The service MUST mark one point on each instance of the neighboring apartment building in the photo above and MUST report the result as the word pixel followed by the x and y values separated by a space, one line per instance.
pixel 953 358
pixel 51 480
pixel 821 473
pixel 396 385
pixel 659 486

---*---

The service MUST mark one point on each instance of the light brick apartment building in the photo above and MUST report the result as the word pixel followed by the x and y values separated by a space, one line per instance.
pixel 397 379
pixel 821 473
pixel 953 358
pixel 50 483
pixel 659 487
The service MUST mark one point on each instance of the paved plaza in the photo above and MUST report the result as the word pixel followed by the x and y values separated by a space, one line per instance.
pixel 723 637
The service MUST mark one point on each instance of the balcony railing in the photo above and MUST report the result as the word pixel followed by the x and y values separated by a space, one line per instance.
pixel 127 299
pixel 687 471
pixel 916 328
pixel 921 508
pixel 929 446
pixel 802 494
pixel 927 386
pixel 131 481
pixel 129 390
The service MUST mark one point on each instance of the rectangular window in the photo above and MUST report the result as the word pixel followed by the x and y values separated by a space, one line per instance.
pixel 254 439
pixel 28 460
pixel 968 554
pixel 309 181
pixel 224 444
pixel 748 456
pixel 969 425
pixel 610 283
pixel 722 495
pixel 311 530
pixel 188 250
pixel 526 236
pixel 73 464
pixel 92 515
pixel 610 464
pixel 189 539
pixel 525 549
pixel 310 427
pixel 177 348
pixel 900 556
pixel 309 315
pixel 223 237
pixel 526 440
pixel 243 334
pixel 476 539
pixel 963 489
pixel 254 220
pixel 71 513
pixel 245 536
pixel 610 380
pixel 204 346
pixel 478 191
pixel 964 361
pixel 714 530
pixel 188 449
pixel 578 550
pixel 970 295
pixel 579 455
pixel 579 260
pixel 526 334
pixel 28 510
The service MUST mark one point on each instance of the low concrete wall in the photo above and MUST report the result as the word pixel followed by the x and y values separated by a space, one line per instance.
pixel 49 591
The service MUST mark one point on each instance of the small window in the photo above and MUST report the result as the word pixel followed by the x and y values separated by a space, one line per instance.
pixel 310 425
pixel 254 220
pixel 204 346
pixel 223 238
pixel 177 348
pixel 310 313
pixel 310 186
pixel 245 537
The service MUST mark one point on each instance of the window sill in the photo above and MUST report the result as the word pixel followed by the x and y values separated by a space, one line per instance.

---*---

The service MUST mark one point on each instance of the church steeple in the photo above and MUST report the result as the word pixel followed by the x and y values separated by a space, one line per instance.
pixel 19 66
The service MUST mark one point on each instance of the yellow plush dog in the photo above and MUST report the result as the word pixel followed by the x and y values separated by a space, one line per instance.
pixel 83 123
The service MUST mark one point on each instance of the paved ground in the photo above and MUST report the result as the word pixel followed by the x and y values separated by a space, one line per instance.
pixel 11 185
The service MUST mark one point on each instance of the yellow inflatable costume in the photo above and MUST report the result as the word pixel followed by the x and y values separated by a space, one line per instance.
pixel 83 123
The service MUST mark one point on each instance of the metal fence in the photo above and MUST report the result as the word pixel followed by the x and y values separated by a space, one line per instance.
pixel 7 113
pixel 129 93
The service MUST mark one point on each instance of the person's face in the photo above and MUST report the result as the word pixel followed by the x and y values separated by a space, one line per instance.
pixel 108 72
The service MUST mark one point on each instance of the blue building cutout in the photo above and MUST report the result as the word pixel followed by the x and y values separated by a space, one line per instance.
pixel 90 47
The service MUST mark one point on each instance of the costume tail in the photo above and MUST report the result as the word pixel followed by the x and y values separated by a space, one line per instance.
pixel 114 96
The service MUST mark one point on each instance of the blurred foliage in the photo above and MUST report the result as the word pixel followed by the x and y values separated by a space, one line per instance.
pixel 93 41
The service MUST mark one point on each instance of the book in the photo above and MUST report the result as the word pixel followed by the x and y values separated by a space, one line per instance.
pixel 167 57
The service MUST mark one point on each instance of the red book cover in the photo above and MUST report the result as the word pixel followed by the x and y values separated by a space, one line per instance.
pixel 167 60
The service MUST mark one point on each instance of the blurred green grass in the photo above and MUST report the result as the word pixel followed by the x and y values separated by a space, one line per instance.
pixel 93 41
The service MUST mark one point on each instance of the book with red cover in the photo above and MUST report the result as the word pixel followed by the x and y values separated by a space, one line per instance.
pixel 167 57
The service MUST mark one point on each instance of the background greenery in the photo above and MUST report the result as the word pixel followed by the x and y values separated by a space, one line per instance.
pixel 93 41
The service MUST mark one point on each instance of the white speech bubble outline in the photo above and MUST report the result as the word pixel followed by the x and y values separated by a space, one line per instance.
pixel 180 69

---*---

All that should be written out is the stretch of lines above between the one holding "the low concrete" and the one holding "of the window", inclusive, exactly as given.

#### [Your solution]
The service MUST mark one point on each instance of the low concrete wall in the photo above and MUST report the result as the word pixel followed by the x and y values separated by a space, one line per instance.
pixel 49 591
The service MUST mark one point on each instance of the small window in the photo above and MUST report the result as the word pixel followed by the x and y values separated by a space, one line per instance.
pixel 310 425
pixel 254 220
pixel 204 346
pixel 223 238
pixel 177 348
pixel 310 313
pixel 310 186
pixel 245 537
The service MUST mark one point on each instance of the window sill in the photo above and MUST report the result as the word pixel followed by the x and y values separated by a space, one line per instance.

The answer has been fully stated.